Render every line of the items below as a numbered list, omitting blank lines and leaving the pictures out of your answer.

** start DATA SUPPLIED **

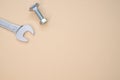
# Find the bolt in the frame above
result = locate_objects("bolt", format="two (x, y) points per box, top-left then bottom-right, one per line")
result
(30, 3), (47, 24)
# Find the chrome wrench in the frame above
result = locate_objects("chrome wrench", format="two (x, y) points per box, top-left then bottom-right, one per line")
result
(0, 19), (34, 42)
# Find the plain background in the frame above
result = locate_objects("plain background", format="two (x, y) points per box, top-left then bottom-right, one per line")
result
(0, 0), (120, 80)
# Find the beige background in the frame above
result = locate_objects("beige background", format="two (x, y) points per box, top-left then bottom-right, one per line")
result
(0, 0), (120, 80)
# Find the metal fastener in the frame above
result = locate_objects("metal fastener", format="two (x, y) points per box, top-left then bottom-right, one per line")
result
(30, 3), (47, 24)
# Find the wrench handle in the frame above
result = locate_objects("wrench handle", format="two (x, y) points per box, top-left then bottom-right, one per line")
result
(0, 19), (20, 33)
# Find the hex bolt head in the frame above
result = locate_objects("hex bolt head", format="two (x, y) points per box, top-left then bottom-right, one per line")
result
(30, 3), (47, 24)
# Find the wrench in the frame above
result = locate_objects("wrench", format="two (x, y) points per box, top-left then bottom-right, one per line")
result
(0, 19), (34, 42)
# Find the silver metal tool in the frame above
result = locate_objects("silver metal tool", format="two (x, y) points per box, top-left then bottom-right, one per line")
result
(30, 3), (47, 24)
(0, 19), (34, 42)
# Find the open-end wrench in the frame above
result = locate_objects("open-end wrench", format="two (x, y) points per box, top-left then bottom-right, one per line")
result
(0, 19), (34, 42)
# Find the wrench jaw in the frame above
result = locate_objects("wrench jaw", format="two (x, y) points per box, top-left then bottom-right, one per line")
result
(16, 25), (34, 42)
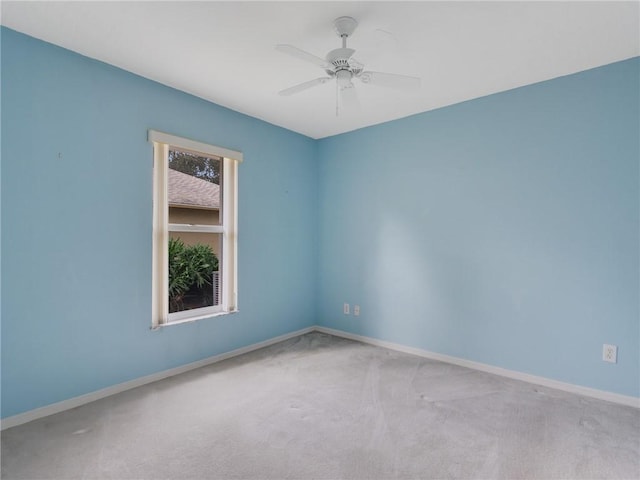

** end DATA SUPPLIED **

> FINAL RESULT
1. # Find the bolt in the frame above
2. result = locate_objects("bolt", format="two (x, y) points per box, top-left then bottom-right, one per line")
3. result
4. (30, 3), (47, 24)
5. # Find the chrome wrench in the frame above
6. result = locate_objects("chrome wrench", format="two (x, y) points per box, top-left then bottom-right, one per line")
7. result
8. (0, 19), (34, 42)
9. # Find the plain background in the frame above
10. result = locate_objects("plain background", format="two (x, y) points per box, top-left then bottom-right, one per line")
11. result
12. (0, 0), (120, 80)
13. # Find the beige background in the frame above
14. result = locate_objects("beige background", format="two (x, y) points per box, top-left then bottom-right, one per line")
15. result
16. (0, 0), (120, 80)
17. # Find the metal fastener in the frame above
18. result = locate_objects("metal fastener", format="two (x, y) points per box, top-left then bottom-right, one per line")
19. result
20. (30, 3), (47, 24)
21. # Find the wrench handle in the frame above
22. result = locate_objects("wrench handle", format="two (x, y) points per box, top-left then bottom-right, one per line")
23. result
24. (0, 19), (20, 33)
25. # Find the hex bolt head in the frame above
26. result = locate_objects("hex bolt head", format="two (x, y) points per box, top-left then bottom-right, one per line")
27. result
28. (30, 3), (47, 24)
29. # Find the wrench in the frame above
30. result = locate_objects("wrench", format="two (x, y) points per box, top-left then bottom-right, one per line")
31. result
32. (0, 19), (34, 42)
33. # Find the silver metal tool in the frame above
34. result = locate_objects("silver metal tool", format="two (x, y) points per box, top-left then bottom-right, one per line")
35. result
36. (30, 3), (47, 24)
37. (0, 19), (34, 42)
38. # Find the open-end wrench in the frame above
39. result = locate_objects("open-end wrench", format="two (x, y) points per box, top-left then bottom-right, one per line")
40. result
41. (0, 19), (34, 42)
42. # Find the wrench jaw in the frame above
43. result = locate_objects("wrench jaw", format="two (x, y) points per box, top-left then bottom-right, one per line")
44. result
45. (16, 25), (34, 42)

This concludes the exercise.